• [Your instructions]: Each entry is to be retyped exactly as it stands.

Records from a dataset

---

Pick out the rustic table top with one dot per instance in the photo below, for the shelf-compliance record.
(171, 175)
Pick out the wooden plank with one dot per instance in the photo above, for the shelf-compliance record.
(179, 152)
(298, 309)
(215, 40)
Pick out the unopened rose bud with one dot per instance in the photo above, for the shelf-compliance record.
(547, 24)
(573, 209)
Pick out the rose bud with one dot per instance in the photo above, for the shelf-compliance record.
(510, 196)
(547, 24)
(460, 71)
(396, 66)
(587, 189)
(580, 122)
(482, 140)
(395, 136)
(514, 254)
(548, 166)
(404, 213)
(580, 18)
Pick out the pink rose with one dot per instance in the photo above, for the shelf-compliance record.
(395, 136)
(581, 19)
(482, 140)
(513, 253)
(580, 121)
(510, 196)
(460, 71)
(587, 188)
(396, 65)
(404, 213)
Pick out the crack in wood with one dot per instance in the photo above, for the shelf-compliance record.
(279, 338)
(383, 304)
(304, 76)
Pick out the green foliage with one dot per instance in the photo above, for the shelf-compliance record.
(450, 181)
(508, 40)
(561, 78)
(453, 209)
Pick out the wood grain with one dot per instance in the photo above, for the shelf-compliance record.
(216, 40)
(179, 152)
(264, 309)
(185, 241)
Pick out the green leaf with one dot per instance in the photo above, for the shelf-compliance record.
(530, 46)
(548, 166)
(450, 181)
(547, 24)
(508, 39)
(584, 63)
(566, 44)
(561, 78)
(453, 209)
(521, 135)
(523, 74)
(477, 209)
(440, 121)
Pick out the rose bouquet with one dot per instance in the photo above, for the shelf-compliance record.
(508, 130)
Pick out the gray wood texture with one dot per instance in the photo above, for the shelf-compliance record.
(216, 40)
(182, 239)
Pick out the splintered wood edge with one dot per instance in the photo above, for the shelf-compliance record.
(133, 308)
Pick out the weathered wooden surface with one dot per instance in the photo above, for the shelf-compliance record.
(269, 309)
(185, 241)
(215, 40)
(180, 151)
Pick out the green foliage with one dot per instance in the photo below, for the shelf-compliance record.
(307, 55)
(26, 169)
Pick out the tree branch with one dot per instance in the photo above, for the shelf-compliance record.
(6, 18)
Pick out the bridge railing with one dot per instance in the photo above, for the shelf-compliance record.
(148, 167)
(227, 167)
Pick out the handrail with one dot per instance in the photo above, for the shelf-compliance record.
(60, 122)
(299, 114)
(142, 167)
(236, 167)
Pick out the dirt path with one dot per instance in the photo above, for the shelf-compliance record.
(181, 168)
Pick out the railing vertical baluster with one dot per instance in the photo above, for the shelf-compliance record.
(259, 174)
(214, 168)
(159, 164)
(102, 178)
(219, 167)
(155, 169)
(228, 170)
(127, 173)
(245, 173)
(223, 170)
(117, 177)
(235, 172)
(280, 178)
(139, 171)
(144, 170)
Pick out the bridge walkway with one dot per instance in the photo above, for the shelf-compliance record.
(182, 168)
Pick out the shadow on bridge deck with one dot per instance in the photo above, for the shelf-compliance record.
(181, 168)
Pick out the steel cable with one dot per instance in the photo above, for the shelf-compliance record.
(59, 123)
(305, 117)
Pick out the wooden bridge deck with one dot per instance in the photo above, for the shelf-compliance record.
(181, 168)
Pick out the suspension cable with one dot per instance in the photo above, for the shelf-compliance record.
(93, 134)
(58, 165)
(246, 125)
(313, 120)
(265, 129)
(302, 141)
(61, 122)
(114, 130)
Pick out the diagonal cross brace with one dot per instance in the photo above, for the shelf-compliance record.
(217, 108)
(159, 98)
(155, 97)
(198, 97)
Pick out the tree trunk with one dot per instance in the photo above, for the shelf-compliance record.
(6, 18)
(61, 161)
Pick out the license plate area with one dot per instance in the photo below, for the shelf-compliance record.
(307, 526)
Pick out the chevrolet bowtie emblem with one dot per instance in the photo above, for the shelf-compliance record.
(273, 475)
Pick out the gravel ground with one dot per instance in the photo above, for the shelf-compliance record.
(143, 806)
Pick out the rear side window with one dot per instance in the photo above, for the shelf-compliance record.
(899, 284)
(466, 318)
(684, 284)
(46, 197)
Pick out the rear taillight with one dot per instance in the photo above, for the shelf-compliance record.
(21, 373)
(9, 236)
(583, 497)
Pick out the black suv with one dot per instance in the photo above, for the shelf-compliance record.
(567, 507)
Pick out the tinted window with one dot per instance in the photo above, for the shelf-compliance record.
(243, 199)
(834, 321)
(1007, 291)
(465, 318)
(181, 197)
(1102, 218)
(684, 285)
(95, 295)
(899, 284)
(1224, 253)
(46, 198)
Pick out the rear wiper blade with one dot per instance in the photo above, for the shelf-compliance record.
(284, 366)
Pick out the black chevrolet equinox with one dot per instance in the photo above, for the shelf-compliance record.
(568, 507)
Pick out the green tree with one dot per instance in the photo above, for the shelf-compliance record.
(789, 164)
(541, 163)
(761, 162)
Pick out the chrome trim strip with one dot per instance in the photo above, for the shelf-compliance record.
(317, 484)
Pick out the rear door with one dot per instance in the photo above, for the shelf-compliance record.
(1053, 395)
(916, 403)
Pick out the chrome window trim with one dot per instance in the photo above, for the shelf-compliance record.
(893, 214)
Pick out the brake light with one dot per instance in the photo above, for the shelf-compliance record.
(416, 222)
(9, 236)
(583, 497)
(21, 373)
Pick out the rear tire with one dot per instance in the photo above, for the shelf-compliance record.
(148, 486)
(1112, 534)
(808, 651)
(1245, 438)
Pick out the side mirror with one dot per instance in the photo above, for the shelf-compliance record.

---

• [Task solution]:
Pick out the rustic table top with one dot per instance in the photo below, for the shelf-compliance record.
(171, 175)
Pick out the wooden plank with one dot per instance in the photo above, for the shelf-compliance record.
(179, 152)
(298, 309)
(215, 40)
Pick out the unopened rose bud with one dot per instance in the photo above, for the shelf-compliance record.
(547, 24)
(573, 209)
Pick out the rose bud with one dot per instance in the photo above, for the shelf-compliance record.
(510, 196)
(547, 24)
(460, 71)
(396, 66)
(587, 189)
(580, 122)
(482, 140)
(395, 136)
(514, 254)
(548, 166)
(404, 213)
(580, 18)
Pick out the pink rose with one dot per instance in the photo above, for the shelf-compliance record.
(395, 136)
(581, 19)
(482, 140)
(513, 253)
(580, 121)
(510, 196)
(460, 71)
(587, 188)
(396, 65)
(404, 213)
Pick out the crack in wood with one dot per instance in the photo above, for the shelf-compliance record.
(279, 338)
(383, 304)
(304, 76)
Pick out the green foliage with one dot per instance in the photo above, for the shelf-compliance record.
(450, 181)
(508, 40)
(561, 78)
(453, 209)
Pick out the wood grain with one dot per instance in the photo above, for the shelf-compliance record.
(216, 40)
(179, 152)
(264, 309)
(185, 241)
Pick out the green leaf with one dot per instance in the photo above, for the shelf-compliance record.
(530, 46)
(548, 166)
(450, 181)
(547, 24)
(508, 39)
(584, 63)
(566, 44)
(561, 78)
(453, 209)
(521, 135)
(523, 74)
(477, 209)
(440, 121)
Pick out the rose bouquet with one dot per instance in the photo above, for the shelf-compliance record.
(508, 130)
Pick out the gray wood texture with one dot per instance in the photo above, for the shelf-compliance record.
(216, 40)
(182, 239)
Pick out the splintered wood edge with one dot per instance in the photo above, for the shelf-compliance record.
(133, 308)
Pick out the weathered wooden surface with one dot per instance in the photo above, for the shelf-compliance record.
(269, 309)
(185, 241)
(215, 40)
(180, 151)
Pick out the green foliage with one dot per instance in the photo below, for the shelf-compliance record.
(307, 55)
(26, 169)
Pick out the tree branch with one dot per instance in the photo above, for the shelf-compliance record.
(6, 18)
Pick out the bridge railing with one dot per instance in the photo above, for the shelf-compliance record.
(148, 167)
(227, 167)
Pick out the handrail with one dot per instance in the photo above, for the shelf-compliance record.
(60, 122)
(299, 114)
(142, 167)
(236, 167)
Pick out the dirt path with one dot per instance in the photo above, for the shelf-compliance record.
(181, 168)
Pick out the railing vertical baluster with one dot per instance in the photo above, for the shelf-compliance record.
(259, 174)
(214, 168)
(159, 164)
(102, 178)
(219, 167)
(155, 169)
(228, 170)
(127, 173)
(245, 173)
(223, 170)
(117, 177)
(235, 172)
(280, 178)
(139, 171)
(144, 170)
Pick out the bridge walkway with one dot per instance in the photo above, for the shelf-compliance record.
(182, 168)
Pick out the shadow on bridge deck with one dot per instance in the photo above, for the shelf-compliance record.
(181, 168)
Pick out the steel cable with one dot per instance in the photo above, for the shelf-compliance record.
(59, 123)
(305, 117)
Pick out the wooden bridge deck with one dot per instance in the photo above, for the shelf-compliance record.
(181, 168)
Pick out the suspension cable with one dot per instance in the photo above, for the shelf-compliance record.
(93, 134)
(58, 165)
(246, 125)
(313, 120)
(265, 129)
(302, 141)
(61, 122)
(114, 130)
Pick out the diagonal cross brace with one dot per instance in the photo above, for the shelf-compliance record.
(217, 108)
(159, 98)
(155, 97)
(198, 97)
Pick out the tree trunk with one dot per instance in the photo above, for the shelf-compliance record.
(6, 18)
(61, 161)
Pick out the license plate area with one dot per instance in the photo below, for the shelf-compliance record.
(307, 526)
Pick out the chevrolet bowtie emblem with one dot per instance in the photo above, for the shelf-compliance record.
(273, 475)
Pick out the gravel ground with one dot per instance in the photo above, for the shelf-compliance record.
(143, 806)
Pick out the rear side window with one dot per instance in the photo above, for the shelf-compliance record.
(899, 284)
(466, 318)
(684, 284)
(46, 197)
Pick out the rear taillight with one dot per instance in the photo above, for the shelf-compliance record.
(21, 373)
(9, 236)
(583, 497)
Pick out the black suv with one dot per instance in the photo above, for the shelf-compliance record.
(567, 507)
Pick out the tinted window with one dot per instance in the photo above, for the shelf-compliance record.
(243, 199)
(834, 321)
(1007, 291)
(465, 318)
(181, 197)
(1102, 218)
(684, 285)
(95, 295)
(899, 284)
(1224, 253)
(46, 198)
Pick out the rear wiper blade with one dot per instance in the photo above, for the shelf-compliance record.
(284, 366)
Pick out the black chevrolet equinox with one dot per instance in the photo above, for the shelf-compliance record.
(568, 507)
Pick out the green tree with one dot per instance in the photo above, for the shelf-compliance record.
(789, 164)
(541, 163)
(761, 162)
Pick out the chrome trim strip with one dot per instance in the photo above, for the shelf-compliance record.
(317, 484)
Pick out the rear door with one dot per instance in the photo above, for the shelf-compliance record.
(1053, 395)
(916, 403)
Pick out the chrome window trim with one dot per instance in the photo above, for the shelf-compliance record.
(893, 214)
Pick out the brake light with one dot per instance in the photo above, for the shelf-compliance record.
(416, 222)
(9, 236)
(583, 497)
(21, 373)
Pick out the rear tire with one dot per instance in the photo above, for the shelf-compliance record.
(148, 486)
(1112, 534)
(808, 651)
(1245, 438)
Pick out the side mirror with one dot per instance in the photo above, for the shelf-compliance record.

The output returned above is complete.